ESTRATTO DELLA PAGINA:

=====

La ong Open Arms accusa la Guardia costiera italiana e quella libica della morte dei migranti annegati in un naufragio al largo della Libia.
“Ieri 100 persone sono morte nel naufragio di una barca di fronte alle coste della Libia”, afferma la ong, che ha in queste ore nel Mediterraneo la nave Astral, a bordo della quale si trovano 59 migranti soccorsi oggi.
Open Arms – prosegue il tweet dell’europarlamentare spagnolo Javi Lopez, che si trova a bordo e che in un filmato si sofferma in un colloquio con Oscar Camps, fondatore della ong spagnola – “avrebbe potuto salvarle ma il suo appello è stato ignorato dalla Guardia costiera italiana e da quella libica”.
Il gommone naufragato tra ieri e giovedì scorso aveva a bordo almeno 120 migranti. Al naufragio sono sopravvissuti in 16.
Tra i morti ci sono almeno tre bambini.

=====

Estratto del dataset
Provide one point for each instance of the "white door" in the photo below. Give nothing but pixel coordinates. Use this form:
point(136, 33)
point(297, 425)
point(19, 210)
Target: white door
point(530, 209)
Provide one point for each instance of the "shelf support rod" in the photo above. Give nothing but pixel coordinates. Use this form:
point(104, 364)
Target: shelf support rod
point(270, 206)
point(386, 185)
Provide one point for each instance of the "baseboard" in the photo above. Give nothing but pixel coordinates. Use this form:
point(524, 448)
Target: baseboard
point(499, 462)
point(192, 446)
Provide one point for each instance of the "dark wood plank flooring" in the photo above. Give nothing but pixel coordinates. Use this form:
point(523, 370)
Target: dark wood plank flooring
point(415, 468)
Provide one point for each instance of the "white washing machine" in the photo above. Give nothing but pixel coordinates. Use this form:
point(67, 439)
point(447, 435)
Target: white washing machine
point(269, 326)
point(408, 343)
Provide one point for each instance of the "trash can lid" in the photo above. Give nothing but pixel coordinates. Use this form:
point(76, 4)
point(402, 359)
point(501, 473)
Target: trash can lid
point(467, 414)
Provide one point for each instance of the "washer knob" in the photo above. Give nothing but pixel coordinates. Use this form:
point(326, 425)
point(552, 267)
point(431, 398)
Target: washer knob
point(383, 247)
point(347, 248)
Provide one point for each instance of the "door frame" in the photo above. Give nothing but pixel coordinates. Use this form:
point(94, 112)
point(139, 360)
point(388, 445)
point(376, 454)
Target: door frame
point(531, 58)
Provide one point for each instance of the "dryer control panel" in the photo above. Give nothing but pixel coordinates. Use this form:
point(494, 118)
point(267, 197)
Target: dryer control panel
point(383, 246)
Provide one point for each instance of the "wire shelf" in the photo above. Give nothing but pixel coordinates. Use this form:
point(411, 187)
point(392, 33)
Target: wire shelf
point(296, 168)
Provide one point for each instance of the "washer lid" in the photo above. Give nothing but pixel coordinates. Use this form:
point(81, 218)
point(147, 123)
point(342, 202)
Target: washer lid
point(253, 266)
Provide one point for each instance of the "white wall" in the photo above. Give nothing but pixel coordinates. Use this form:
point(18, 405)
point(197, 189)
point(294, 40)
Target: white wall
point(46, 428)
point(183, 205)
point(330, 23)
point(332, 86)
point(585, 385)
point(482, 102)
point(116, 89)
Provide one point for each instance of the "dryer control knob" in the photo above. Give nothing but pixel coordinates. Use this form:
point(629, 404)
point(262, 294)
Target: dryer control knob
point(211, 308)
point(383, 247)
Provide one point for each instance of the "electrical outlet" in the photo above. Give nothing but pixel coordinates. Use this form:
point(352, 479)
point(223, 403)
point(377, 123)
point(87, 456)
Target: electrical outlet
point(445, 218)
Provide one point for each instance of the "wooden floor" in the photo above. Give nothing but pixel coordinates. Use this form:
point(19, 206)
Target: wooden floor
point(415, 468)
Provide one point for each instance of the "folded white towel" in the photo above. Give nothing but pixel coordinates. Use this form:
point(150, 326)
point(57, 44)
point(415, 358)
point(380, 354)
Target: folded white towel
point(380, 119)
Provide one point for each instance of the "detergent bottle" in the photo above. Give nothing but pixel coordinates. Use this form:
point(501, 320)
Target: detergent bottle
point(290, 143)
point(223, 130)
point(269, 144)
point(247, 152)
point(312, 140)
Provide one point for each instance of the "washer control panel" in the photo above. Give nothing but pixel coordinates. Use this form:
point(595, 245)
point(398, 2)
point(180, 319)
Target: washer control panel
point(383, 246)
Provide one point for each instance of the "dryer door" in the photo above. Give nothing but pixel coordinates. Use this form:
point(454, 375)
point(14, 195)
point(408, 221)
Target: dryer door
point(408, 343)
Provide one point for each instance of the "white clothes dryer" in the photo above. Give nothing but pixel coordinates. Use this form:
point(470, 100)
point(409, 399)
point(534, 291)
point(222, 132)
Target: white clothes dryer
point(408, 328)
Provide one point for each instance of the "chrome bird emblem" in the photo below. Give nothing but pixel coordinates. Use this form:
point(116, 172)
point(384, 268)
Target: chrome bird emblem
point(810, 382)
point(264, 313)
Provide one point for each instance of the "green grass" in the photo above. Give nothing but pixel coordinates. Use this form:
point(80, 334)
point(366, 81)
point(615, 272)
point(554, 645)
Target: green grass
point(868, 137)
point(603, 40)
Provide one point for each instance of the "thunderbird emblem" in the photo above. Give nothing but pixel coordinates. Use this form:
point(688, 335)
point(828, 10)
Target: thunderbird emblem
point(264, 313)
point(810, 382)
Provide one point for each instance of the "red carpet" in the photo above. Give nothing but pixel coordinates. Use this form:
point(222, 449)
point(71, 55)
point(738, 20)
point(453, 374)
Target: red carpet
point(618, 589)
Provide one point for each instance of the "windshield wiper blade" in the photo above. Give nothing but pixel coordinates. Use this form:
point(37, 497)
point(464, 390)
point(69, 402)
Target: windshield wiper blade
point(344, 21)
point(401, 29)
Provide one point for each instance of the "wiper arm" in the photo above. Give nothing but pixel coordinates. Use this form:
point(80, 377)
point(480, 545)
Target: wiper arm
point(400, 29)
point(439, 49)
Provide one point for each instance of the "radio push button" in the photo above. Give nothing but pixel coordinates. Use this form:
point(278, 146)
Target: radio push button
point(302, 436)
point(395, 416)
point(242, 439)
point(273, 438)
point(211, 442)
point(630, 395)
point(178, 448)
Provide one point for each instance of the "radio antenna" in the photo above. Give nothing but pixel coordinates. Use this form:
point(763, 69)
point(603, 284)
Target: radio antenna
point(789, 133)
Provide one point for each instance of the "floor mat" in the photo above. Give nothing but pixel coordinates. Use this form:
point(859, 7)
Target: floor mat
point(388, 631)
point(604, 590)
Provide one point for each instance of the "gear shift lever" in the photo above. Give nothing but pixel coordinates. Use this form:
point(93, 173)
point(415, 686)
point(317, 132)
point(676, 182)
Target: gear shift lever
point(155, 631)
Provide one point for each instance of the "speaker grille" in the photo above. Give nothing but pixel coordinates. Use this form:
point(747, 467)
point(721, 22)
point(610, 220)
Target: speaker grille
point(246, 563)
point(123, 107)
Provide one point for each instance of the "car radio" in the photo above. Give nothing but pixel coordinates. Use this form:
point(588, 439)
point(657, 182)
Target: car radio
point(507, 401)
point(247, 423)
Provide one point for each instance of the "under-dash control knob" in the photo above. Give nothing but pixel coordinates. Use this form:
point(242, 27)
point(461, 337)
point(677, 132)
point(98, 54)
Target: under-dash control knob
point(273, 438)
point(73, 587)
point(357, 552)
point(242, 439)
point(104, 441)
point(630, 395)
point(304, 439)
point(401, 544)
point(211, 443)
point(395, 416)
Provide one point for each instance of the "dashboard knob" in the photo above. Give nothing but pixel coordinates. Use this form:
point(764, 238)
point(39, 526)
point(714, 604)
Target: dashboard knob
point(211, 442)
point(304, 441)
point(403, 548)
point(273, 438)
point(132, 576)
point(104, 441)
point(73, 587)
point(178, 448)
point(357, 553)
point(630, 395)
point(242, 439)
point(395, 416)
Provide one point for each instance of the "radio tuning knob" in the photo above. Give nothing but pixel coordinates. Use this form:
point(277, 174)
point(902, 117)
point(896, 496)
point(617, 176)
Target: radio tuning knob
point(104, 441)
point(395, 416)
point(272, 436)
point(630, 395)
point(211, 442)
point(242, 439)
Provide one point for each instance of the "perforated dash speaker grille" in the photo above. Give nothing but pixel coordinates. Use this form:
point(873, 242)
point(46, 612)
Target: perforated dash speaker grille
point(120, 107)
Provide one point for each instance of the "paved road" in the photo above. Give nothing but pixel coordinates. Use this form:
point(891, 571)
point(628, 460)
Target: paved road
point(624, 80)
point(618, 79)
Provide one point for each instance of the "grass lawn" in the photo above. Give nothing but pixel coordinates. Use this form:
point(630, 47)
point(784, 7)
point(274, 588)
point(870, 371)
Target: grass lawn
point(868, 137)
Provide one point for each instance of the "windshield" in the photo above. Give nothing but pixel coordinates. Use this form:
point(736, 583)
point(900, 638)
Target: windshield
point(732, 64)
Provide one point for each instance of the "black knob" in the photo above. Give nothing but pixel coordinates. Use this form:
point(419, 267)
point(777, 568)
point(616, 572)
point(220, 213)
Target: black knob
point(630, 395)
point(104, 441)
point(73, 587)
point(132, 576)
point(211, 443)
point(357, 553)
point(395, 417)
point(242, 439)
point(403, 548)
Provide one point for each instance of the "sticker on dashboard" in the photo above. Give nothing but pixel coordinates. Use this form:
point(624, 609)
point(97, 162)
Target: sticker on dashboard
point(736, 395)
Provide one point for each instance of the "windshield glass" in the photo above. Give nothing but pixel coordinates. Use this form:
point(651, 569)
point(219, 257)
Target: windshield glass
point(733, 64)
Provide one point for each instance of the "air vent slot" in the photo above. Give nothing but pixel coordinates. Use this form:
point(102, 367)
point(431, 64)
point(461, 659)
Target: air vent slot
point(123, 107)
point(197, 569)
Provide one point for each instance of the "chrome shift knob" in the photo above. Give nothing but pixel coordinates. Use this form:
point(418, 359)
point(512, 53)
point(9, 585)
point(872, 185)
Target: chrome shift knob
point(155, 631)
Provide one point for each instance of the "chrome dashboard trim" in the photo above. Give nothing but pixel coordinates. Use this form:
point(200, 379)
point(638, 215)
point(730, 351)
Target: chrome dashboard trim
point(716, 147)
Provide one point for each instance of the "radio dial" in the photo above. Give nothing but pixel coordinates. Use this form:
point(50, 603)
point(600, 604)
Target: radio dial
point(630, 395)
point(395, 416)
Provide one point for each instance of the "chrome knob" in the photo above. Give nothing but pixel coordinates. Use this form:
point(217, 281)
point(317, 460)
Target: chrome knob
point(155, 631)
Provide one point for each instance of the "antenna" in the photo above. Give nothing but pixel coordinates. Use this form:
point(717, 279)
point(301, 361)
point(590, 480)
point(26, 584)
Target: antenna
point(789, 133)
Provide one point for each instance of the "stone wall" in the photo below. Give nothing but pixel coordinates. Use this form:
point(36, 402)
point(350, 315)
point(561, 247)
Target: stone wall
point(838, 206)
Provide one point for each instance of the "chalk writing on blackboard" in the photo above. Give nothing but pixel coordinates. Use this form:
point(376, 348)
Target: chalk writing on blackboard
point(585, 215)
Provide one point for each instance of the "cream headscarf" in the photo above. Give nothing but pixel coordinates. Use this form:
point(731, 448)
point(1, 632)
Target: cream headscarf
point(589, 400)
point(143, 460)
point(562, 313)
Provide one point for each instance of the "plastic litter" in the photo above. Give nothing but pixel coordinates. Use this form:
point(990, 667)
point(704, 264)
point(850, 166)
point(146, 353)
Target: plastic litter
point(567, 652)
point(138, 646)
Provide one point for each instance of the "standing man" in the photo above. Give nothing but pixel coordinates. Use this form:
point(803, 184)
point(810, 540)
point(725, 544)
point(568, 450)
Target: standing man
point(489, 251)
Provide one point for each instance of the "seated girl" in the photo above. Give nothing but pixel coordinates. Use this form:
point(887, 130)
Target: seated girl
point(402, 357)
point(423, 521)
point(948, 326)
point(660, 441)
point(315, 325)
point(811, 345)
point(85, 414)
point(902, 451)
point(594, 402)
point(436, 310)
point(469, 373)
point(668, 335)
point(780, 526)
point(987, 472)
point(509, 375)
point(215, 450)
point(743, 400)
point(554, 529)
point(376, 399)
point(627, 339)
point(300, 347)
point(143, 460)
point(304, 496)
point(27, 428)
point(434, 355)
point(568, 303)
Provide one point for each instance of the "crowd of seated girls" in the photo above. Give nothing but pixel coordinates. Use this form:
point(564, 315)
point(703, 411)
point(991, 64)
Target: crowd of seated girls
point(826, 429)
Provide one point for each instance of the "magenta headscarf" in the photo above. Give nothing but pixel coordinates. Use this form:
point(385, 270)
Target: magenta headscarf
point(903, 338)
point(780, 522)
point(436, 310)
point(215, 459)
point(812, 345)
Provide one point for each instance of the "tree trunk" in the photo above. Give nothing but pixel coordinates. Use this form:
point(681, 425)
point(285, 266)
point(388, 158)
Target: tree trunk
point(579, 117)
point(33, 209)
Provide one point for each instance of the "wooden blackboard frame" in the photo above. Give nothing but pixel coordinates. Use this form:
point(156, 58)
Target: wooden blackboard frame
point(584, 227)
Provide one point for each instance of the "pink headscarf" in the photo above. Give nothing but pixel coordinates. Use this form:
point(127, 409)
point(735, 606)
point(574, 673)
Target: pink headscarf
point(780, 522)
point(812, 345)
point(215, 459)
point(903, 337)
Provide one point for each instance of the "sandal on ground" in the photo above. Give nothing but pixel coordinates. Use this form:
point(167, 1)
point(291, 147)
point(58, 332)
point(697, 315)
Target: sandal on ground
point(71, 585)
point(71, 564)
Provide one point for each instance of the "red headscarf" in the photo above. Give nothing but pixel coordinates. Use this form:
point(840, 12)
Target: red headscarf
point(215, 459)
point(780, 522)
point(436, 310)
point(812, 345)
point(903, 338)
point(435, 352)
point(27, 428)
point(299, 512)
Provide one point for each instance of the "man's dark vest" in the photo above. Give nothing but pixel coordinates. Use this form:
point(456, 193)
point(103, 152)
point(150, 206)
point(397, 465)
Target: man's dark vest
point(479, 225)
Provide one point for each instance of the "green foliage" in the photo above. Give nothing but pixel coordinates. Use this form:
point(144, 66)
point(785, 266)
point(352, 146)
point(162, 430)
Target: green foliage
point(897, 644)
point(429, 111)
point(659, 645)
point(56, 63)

=====

RICHIESTA ASSEGNATA: Riporta ogni cifra che nell'estratto conta delle persone e indica per ciascuna a chi si riferisce.

RISULTATO:
- 100: le persone morte nel naufragio di una barca di fronte alle coste della Libia
- 59: i migranti soccorsi oggi, a bordo della nave Astral
- almeno 120: i migranti a bordo del gommone naufragato
- 16: i sopravvissuti al naufragio
- almeno tre: i bambini tra i morti